[Natural language region descriptions]

══════════════════════════════

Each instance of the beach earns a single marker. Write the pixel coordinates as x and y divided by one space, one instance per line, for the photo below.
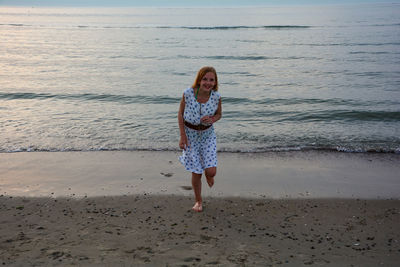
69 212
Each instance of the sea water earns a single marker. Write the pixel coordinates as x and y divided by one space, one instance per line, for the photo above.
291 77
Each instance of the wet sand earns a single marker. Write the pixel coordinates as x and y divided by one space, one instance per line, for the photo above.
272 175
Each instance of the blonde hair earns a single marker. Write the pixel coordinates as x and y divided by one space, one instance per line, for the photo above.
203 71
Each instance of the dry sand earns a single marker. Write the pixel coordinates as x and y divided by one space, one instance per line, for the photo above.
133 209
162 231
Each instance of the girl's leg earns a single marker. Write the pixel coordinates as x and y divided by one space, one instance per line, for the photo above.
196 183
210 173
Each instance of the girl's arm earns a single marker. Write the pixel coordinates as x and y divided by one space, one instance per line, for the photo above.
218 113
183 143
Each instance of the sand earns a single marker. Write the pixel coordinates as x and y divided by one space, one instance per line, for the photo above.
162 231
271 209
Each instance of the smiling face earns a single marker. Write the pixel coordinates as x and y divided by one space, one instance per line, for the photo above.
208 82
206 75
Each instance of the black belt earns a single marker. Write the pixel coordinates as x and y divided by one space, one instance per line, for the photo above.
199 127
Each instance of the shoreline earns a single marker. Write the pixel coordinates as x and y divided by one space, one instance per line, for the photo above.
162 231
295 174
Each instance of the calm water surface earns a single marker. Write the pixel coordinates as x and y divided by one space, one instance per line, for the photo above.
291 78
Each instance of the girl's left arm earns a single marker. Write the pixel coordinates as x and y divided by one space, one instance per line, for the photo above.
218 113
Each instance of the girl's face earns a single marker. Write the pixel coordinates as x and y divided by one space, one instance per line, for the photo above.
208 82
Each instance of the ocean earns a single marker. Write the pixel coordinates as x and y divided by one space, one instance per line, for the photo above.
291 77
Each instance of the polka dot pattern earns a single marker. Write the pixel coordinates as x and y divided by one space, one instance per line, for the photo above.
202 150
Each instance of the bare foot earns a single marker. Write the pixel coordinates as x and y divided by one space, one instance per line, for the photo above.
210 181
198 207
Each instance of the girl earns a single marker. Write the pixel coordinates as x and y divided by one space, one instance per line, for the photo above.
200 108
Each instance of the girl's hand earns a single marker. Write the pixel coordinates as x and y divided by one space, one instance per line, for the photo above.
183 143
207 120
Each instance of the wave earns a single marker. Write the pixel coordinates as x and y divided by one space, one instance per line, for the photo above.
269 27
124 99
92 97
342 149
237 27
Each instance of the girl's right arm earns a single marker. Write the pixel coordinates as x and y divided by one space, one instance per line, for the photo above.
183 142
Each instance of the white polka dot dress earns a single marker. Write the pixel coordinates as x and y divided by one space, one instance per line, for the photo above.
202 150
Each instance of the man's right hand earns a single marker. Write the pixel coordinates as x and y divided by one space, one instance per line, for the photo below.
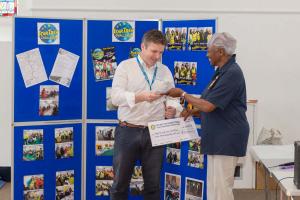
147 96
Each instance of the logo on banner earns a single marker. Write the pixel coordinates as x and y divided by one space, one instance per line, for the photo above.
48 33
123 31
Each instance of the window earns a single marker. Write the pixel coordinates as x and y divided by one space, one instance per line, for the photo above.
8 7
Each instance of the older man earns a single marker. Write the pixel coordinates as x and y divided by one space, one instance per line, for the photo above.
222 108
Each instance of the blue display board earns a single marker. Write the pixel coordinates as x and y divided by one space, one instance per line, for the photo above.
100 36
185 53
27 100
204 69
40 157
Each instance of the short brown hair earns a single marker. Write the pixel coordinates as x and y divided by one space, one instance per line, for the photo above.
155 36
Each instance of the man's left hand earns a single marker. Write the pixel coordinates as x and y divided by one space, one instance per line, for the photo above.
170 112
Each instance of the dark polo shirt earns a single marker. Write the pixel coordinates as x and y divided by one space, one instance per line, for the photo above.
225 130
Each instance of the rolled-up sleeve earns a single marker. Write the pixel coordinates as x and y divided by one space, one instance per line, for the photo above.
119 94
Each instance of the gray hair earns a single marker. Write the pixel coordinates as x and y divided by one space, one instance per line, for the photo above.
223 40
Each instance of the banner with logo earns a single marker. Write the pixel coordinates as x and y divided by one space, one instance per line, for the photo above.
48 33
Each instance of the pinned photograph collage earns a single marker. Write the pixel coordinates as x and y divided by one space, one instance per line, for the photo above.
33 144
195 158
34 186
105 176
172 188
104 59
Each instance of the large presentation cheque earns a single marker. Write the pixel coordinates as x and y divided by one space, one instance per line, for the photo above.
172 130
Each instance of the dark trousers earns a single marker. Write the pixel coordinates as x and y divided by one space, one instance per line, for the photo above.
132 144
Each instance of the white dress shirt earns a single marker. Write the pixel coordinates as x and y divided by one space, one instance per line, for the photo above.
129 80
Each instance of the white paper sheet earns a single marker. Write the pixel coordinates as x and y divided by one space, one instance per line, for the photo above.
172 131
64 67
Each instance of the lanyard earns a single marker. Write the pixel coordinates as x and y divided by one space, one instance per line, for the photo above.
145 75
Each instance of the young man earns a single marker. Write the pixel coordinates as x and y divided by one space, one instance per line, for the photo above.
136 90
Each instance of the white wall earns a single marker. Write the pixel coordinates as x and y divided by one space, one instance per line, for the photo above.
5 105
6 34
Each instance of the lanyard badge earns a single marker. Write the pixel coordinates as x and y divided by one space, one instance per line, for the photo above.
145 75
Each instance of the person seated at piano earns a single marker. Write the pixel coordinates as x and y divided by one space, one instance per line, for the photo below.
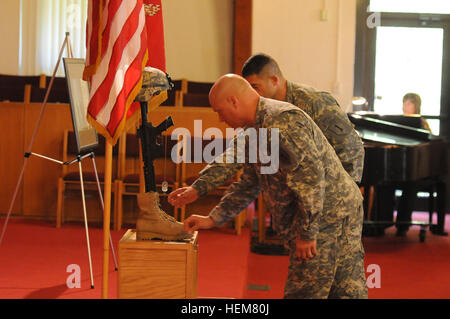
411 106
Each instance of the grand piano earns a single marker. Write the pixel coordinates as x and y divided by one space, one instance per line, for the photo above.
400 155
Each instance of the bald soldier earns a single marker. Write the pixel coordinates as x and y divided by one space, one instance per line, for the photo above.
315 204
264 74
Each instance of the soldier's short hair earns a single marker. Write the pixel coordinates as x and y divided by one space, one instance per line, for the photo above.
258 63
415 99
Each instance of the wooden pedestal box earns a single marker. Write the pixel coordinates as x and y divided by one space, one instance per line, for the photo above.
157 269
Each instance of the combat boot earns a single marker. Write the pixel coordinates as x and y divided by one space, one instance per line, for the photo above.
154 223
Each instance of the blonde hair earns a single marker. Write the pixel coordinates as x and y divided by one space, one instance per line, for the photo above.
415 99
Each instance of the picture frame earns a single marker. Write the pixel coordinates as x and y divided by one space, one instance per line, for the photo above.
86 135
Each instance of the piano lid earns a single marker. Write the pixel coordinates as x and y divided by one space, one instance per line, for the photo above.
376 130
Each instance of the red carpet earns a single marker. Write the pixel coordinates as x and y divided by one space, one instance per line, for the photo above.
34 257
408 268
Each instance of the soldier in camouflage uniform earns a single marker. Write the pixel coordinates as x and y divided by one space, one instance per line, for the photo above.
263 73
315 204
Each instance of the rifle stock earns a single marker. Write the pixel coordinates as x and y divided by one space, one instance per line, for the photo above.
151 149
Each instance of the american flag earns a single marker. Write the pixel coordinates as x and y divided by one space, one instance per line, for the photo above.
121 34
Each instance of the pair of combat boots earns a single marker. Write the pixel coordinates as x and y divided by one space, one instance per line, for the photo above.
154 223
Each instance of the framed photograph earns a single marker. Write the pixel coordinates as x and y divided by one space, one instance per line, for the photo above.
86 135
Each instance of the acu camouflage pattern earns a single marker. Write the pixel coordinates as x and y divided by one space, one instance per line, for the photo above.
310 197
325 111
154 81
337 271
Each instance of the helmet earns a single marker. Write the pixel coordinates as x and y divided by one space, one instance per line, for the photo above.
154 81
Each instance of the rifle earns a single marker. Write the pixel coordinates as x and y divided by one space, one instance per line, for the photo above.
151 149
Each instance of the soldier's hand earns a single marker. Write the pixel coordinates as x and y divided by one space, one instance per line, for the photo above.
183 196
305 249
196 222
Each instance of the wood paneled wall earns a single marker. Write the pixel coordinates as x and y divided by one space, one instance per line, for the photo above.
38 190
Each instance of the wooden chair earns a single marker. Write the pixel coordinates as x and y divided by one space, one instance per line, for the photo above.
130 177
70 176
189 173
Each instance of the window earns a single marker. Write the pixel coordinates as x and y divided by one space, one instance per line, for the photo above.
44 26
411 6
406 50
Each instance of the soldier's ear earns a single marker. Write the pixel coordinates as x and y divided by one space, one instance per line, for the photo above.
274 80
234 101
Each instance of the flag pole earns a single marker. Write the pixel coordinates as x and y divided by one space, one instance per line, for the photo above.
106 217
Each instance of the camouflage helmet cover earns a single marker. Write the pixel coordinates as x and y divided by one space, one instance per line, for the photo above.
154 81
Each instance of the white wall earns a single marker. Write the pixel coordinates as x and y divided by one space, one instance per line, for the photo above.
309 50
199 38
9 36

══════════════════════════════

Assigned task:
Only the last part of the records is wanted. Repeat it exactly, beginning at the line containing "Each instance of the flag" and ending at the final line.

Task solution:
Each instance of the flag pole earns a single marker. Write the pixel coordinates as x and y divided by one space, one instance per line, for the photo above.
106 217
Each instance of the camouflage helmet cover earns a single marker. Write the pixel coordinates as x and y divided by one space, one instance per line, for the photo above.
154 81
Each instance of the white wall earns a single marker. Write the pixel coordinates as x and y divided by one space, one instance per line, for the photo above.
309 50
199 38
9 36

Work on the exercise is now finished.